* [PROMPT 1]:
Copy the listing word for word, from its first line through the line that contains "886 608 L 871", including both of those lines.

Although the app is functional, we still need to build an interface that allows users to make edits easily and preview them in Video.js. Without this interface, the process would be too complicated for a smooth user experience. To achieve this, we will use Streamlit.
What Is Streamlit
Streamlit is an open‑source Python framework designed to simplify web application development. It is made especially for data scientists and machine learning engineers, who often have little web development experience. It allows users to build interactive apps with Streamlit without needing HTML, CSS, or JavaScript knowledge. However, familiarity with these languages can be beneficial for adding custom features. For example, in our project, we will use Flask to serve a video to a Video.js player, overcoming the limitations of Streamlit’s built-in video player.
We chose Streamlit for our app because its API is both easy to use and intuitive. With just a few lines of Python code, we can create a fully functional app with interactive elements like sliders, buttons, and charts.
But Streamlit offers even more. It seamlessly integrates with popular Python libraries such as Pandas, Matplotlib, Plotly, and Altair. This makes it simple to display everything from complex graphs to detailed data tables. Although the framework was originally designed for quickly building machine learning apps to be shared online, it has evolved beyond that purpose. Streamlit is versatile enough to create dashboards, generate reports, and build various other applications.
In addition to its technical features, Streamlit has fostered a vibrant community and a rich ecosystem of add-ons and components. Developers worldwide share their work in the Streamlit Gallery and contribute to its improvement on GitHub. This spirit of collaboration not only improves the framework but also sparks innovation across various industries. Moreover, Streamlit simplifies deployment by supporting its Community Cloud platform and other popular hosting services like Heroku, AWS, and Google Cloud. Therefore, sharing your apps with a larger audience has never been easier.

* [TASK DATA]:
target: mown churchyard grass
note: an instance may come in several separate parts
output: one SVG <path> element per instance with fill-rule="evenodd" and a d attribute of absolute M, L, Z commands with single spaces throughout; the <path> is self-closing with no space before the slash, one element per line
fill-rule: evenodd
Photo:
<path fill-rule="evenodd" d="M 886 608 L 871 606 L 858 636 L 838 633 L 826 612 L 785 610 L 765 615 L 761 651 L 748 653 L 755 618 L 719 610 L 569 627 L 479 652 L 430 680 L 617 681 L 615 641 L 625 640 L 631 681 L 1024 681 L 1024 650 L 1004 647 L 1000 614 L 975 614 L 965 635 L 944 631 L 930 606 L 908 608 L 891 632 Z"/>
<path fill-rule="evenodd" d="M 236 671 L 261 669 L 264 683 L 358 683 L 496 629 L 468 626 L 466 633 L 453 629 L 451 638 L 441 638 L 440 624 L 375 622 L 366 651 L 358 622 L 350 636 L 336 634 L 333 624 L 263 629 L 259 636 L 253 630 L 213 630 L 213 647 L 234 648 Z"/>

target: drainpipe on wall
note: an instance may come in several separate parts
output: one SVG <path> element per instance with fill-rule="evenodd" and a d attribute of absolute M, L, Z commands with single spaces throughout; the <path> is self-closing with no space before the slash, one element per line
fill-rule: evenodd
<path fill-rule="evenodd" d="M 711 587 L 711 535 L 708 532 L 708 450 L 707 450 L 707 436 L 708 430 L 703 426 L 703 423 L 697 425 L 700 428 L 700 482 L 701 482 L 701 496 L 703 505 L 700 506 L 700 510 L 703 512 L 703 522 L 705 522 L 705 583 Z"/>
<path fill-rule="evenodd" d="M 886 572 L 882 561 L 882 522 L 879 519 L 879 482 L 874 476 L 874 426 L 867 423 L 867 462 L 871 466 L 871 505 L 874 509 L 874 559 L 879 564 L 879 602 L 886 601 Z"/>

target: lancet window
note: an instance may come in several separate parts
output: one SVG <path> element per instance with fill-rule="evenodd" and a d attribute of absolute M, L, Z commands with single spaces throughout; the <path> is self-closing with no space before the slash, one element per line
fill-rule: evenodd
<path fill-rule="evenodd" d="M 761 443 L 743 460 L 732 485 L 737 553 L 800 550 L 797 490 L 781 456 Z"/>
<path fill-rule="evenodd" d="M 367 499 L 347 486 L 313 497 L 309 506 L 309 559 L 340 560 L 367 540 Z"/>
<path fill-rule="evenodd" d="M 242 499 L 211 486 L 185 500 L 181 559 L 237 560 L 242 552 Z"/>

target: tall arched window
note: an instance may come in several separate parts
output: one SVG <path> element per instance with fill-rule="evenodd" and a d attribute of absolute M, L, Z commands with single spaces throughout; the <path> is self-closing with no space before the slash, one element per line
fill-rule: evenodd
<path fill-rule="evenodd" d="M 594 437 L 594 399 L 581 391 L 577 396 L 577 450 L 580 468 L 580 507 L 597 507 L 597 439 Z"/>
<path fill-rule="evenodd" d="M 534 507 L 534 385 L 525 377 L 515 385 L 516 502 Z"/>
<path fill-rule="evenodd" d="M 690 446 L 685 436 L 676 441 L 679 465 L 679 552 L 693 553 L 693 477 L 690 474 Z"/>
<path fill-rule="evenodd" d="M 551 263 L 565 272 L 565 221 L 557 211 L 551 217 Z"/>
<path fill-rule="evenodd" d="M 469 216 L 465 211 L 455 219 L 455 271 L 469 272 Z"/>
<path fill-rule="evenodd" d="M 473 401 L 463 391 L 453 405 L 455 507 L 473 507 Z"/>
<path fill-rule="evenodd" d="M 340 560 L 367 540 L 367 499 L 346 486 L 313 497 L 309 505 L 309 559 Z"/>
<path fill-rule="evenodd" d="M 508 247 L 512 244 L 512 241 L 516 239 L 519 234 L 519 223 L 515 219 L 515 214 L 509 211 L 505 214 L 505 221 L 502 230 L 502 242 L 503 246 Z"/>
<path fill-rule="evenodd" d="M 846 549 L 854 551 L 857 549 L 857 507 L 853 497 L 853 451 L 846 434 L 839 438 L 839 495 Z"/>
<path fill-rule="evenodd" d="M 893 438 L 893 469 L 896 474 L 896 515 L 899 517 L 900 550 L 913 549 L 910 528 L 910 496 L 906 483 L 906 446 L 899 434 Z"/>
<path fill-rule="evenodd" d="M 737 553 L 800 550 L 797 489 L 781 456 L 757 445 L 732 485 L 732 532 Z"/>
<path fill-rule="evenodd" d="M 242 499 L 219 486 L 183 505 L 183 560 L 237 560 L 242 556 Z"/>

* [PROMPT 2]:
According to the passage about Streamlit, what will the project use to serve a video to a Video.js player?

* [WRITTEN SOLUTION 1]:
target: mown churchyard grass
note: an instance may come in several separate parts
output: one SVG <path> element per instance with fill-rule="evenodd" and a d attribute of absolute M, L, Z commands with single spaces throughout; the <path> is self-closing with no space before the slash, one element per line
fill-rule: evenodd
Photo:
<path fill-rule="evenodd" d="M 886 608 L 871 606 L 858 636 L 838 633 L 826 612 L 785 610 L 765 615 L 761 651 L 748 653 L 755 618 L 719 610 L 569 627 L 479 652 L 430 680 L 617 681 L 615 641 L 625 640 L 631 681 L 1024 681 L 1024 650 L 1004 647 L 1000 614 L 975 614 L 965 635 L 944 631 L 930 606 L 908 608 L 891 632 Z"/>

* [WRITTEN SOLUTION 2]:
Flask